Reading Material for Persons Living With Alzheimer’s

Feb 20, 2020 by

Alzheimer’s disease, a degenerative brain disorder, affects an estimated 5.5 million Americans. Some of the symptoms include memory loss, confusion, mild cognitive impairment, and issues with movement. One would think that this would stop someone from carrying on as they would have before their diagnosis. It could be assumed that physical and mental faculties would decrease to such a state that reading through the Alzheimer’s stages would be impossible. But that’s not the case.

Scientific research has shown that keeping the body and mind active can help prevent and halt the progression of Alzheimer’s. So while full-body movement and mental faculties will be impaired, it’s important to encourage exercising the mind and body throughout the stages of this disease. In terms of mental fitness, Alzheimer’s patients can benefit from reading a good book. Here are some reading materials suggested for each stage of Alzheimer’s.

  1. Early-stage reading: No distinct change. While memory loss may begin to pop up from time to time in these early stages, reading should not be entirely impaired before or just after a patient’s initial diagnosis. A patient can continue to read the same books that they’ve been reading, whether that be a James Patterson thriller or New Revised Standard Version Bibles. More complex writing might become more of a challenge, but there’s no harm in going back a few chapters to refresh your memory. And by working one’s brain and continuing to read complex texts, a patient could safeguard themselves from some of the negative effects of the disease in later stages.

_Recorded information_
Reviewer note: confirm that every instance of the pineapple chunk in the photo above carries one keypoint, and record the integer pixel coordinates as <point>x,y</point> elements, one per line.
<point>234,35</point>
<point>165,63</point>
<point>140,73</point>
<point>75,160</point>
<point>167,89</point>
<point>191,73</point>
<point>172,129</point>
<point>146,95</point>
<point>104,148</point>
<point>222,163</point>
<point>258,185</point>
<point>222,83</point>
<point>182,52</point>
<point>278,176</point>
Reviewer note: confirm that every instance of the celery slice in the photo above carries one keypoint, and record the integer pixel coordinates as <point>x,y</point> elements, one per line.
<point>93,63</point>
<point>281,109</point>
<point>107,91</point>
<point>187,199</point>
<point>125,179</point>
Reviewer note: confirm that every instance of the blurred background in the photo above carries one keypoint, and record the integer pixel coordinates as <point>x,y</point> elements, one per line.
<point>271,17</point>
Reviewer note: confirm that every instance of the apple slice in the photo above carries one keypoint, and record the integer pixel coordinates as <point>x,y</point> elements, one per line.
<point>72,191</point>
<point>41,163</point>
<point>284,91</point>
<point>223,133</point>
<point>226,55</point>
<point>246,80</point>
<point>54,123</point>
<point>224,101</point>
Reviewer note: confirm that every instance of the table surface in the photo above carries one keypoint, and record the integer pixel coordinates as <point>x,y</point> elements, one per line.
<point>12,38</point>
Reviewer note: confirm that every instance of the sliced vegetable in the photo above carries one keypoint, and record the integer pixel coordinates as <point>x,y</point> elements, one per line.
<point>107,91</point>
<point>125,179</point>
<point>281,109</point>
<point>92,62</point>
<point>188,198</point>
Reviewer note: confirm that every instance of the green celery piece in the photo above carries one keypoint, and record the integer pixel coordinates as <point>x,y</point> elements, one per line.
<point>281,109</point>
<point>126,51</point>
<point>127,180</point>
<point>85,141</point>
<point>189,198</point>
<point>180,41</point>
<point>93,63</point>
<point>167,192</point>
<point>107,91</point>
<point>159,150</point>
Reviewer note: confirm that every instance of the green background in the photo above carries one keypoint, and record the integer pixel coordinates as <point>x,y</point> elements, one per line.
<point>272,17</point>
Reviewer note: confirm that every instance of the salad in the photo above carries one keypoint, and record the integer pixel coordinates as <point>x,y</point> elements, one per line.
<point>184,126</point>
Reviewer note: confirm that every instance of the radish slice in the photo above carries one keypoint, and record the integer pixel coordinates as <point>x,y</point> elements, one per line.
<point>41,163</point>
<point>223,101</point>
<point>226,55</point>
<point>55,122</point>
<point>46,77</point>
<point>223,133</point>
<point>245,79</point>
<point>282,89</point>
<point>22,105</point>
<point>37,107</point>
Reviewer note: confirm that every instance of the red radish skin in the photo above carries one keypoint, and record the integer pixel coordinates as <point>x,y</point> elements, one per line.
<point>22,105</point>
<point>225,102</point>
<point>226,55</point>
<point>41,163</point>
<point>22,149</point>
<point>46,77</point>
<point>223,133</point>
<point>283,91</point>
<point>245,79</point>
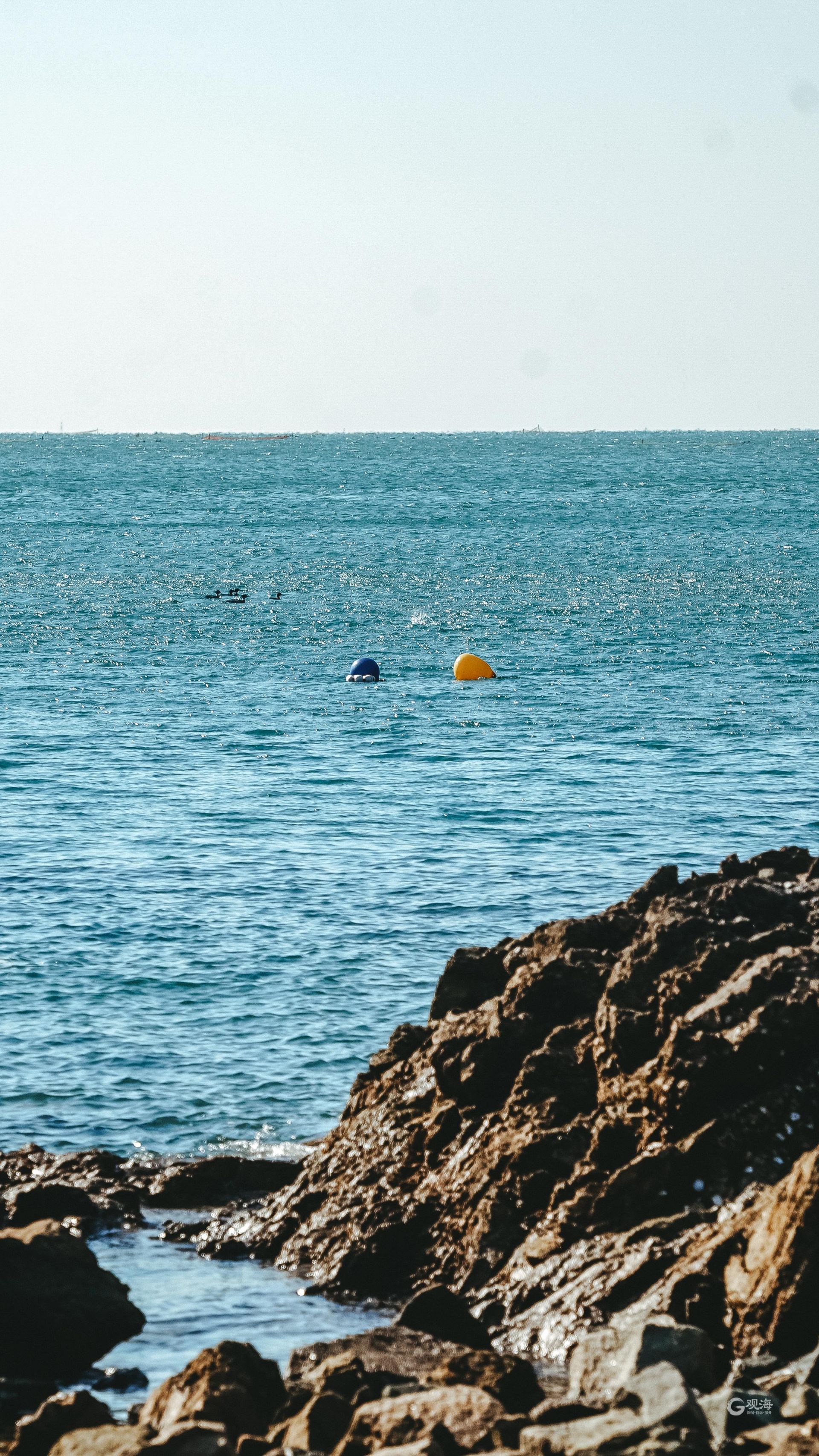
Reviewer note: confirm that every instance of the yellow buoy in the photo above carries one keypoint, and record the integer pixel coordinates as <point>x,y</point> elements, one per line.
<point>468,669</point>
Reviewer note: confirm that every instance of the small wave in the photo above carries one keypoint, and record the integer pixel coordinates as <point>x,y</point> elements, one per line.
<point>258,1146</point>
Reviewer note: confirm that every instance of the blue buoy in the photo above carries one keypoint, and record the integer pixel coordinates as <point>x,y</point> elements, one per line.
<point>365,670</point>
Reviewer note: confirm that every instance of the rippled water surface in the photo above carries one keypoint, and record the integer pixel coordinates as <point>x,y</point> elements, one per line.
<point>227,873</point>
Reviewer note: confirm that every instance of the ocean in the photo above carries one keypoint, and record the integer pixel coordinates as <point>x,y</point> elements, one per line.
<point>228,873</point>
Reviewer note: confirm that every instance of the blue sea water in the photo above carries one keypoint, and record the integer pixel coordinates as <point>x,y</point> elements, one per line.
<point>228,874</point>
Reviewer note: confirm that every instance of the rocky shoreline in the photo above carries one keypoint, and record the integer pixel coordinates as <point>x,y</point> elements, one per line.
<point>592,1178</point>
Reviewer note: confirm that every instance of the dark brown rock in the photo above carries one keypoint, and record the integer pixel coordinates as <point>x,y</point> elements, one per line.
<point>512,1381</point>
<point>229,1384</point>
<point>104,1441</point>
<point>193,1439</point>
<point>90,1189</point>
<point>457,1417</point>
<point>69,1411</point>
<point>319,1424</point>
<point>21,1395</point>
<point>389,1353</point>
<point>98,1187</point>
<point>436,1311</point>
<point>60,1309</point>
<point>218,1180</point>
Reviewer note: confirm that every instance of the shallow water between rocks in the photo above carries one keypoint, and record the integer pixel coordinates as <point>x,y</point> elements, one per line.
<point>192,1302</point>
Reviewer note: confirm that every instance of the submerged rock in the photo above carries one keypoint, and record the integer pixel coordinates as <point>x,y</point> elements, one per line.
<point>459,1417</point>
<point>100,1187</point>
<point>60,1311</point>
<point>229,1384</point>
<point>69,1411</point>
<point>436,1311</point>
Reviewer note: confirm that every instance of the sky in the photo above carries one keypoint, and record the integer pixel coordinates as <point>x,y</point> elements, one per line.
<point>377,215</point>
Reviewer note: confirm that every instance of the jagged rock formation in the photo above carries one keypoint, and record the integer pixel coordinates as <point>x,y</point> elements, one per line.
<point>59,1311</point>
<point>601,1113</point>
<point>98,1187</point>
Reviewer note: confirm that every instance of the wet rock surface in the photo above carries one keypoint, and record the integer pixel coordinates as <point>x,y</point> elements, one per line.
<point>69,1411</point>
<point>100,1189</point>
<point>60,1311</point>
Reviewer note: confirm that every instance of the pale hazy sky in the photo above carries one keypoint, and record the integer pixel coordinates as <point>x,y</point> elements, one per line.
<point>403,215</point>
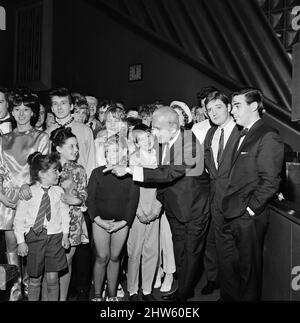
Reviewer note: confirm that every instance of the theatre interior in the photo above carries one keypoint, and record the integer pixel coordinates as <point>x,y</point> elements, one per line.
<point>179,47</point>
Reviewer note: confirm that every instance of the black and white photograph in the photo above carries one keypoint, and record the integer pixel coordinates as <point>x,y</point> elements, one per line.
<point>149,156</point>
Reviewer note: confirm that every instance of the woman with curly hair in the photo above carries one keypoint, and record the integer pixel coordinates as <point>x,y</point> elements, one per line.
<point>15,147</point>
<point>73,180</point>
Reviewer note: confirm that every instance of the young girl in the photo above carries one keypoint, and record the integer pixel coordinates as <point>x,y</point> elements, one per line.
<point>15,147</point>
<point>143,239</point>
<point>112,204</point>
<point>73,180</point>
<point>114,119</point>
<point>41,227</point>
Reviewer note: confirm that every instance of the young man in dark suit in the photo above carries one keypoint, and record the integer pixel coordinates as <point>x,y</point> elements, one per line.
<point>253,181</point>
<point>183,191</point>
<point>218,150</point>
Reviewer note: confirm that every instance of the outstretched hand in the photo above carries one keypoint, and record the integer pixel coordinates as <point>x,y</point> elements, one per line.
<point>117,170</point>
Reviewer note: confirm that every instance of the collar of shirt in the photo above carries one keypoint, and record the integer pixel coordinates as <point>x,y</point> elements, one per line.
<point>5,118</point>
<point>252,124</point>
<point>39,186</point>
<point>227,130</point>
<point>68,121</point>
<point>172,141</point>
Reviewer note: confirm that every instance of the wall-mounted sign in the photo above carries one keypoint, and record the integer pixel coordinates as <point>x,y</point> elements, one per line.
<point>296,20</point>
<point>135,72</point>
<point>2,18</point>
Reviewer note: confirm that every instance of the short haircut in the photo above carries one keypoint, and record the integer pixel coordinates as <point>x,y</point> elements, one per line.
<point>147,110</point>
<point>93,97</point>
<point>203,93</point>
<point>29,99</point>
<point>216,95</point>
<point>251,95</point>
<point>139,130</point>
<point>59,136</point>
<point>61,92</point>
<point>170,115</point>
<point>39,162</point>
<point>116,112</point>
<point>118,140</point>
<point>6,93</point>
<point>79,100</point>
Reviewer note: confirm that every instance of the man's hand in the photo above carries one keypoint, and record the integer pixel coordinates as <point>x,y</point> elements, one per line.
<point>65,241</point>
<point>25,192</point>
<point>71,200</point>
<point>7,202</point>
<point>104,224</point>
<point>22,249</point>
<point>117,226</point>
<point>119,170</point>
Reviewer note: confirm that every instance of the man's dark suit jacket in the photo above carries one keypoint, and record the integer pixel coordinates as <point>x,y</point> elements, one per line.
<point>255,172</point>
<point>219,176</point>
<point>182,186</point>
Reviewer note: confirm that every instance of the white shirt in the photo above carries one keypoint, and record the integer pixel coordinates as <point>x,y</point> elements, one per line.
<point>138,172</point>
<point>170,143</point>
<point>228,127</point>
<point>27,212</point>
<point>200,130</point>
<point>6,126</point>
<point>248,127</point>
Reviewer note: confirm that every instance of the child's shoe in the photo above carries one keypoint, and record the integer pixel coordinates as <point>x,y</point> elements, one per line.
<point>158,278</point>
<point>113,299</point>
<point>167,283</point>
<point>120,291</point>
<point>97,298</point>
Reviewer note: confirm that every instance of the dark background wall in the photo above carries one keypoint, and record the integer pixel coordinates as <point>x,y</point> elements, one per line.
<point>6,46</point>
<point>92,52</point>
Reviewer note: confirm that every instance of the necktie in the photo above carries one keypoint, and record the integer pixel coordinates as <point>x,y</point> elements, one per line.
<point>244,132</point>
<point>6,120</point>
<point>166,156</point>
<point>221,147</point>
<point>44,211</point>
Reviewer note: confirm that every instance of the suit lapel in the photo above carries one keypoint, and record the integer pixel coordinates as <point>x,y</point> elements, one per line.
<point>210,162</point>
<point>248,137</point>
<point>234,136</point>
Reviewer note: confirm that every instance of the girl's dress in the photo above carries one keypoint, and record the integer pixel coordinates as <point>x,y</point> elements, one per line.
<point>15,147</point>
<point>73,180</point>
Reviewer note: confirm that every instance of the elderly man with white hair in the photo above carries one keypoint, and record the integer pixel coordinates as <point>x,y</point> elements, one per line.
<point>183,191</point>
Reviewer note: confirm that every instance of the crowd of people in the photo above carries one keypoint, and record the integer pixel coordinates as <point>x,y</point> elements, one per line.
<point>93,193</point>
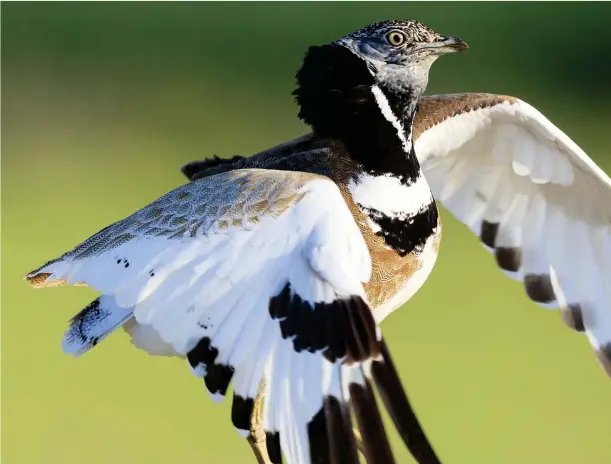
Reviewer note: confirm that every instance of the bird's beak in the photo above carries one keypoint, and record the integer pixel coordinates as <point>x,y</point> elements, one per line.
<point>447,45</point>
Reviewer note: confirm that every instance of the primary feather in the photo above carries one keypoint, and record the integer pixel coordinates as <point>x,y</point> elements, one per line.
<point>252,275</point>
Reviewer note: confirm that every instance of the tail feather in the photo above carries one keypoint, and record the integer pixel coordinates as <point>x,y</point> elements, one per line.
<point>395,400</point>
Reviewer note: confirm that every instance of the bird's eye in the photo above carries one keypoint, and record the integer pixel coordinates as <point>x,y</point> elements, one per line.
<point>396,38</point>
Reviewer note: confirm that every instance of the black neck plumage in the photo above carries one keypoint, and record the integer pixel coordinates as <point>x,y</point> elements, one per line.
<point>337,98</point>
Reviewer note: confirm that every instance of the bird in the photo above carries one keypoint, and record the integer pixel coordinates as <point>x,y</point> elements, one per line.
<point>534,198</point>
<point>276,278</point>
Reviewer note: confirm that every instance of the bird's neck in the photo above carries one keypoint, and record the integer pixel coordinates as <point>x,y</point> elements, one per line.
<point>339,97</point>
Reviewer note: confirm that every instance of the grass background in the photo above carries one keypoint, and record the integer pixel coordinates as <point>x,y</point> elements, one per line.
<point>103,102</point>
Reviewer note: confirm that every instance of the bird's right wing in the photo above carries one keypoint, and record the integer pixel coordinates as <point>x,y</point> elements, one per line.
<point>254,275</point>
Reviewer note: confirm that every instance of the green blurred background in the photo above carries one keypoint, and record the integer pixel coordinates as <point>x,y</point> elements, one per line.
<point>103,102</point>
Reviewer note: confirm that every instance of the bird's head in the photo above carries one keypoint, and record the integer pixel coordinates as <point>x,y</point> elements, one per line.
<point>400,51</point>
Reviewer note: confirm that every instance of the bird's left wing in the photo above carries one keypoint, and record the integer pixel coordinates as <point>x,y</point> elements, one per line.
<point>252,275</point>
<point>535,199</point>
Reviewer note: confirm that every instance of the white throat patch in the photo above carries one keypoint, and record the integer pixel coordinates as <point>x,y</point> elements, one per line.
<point>382,102</point>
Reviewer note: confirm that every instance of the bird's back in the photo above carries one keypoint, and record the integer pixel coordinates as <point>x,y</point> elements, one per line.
<point>395,277</point>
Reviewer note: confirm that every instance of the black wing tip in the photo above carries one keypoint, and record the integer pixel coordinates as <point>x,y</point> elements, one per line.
<point>572,315</point>
<point>488,233</point>
<point>508,258</point>
<point>217,376</point>
<point>343,329</point>
<point>539,288</point>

_Action item 1_
Revise the Alzheimer's reading article from "Feb 20, 2020" up to and including "not the case.", with "degenerative" changed to "progressive".
_Action item 2_
According to the Alzheimer's reading article, how many Americans does Alzheimer's disease affect?

_Written reply 1_
Feb 20, 2020 by

Alzheimer’s disease, a progressive brain disorder, affects an estimated 5.5 million Americans. Some of the symptoms include memory loss, confusion, mild cognitive impairment, and issues with movement. One would think that this would stop someone from carrying on as they would have before their diagnosis. It could be assumed that physical and mental faculties would decrease to such a state that reading through the Alzheimer’s stages would be impossible. But that’s not the case.

_Written reply 2_
An estimated 5.5 million Americans.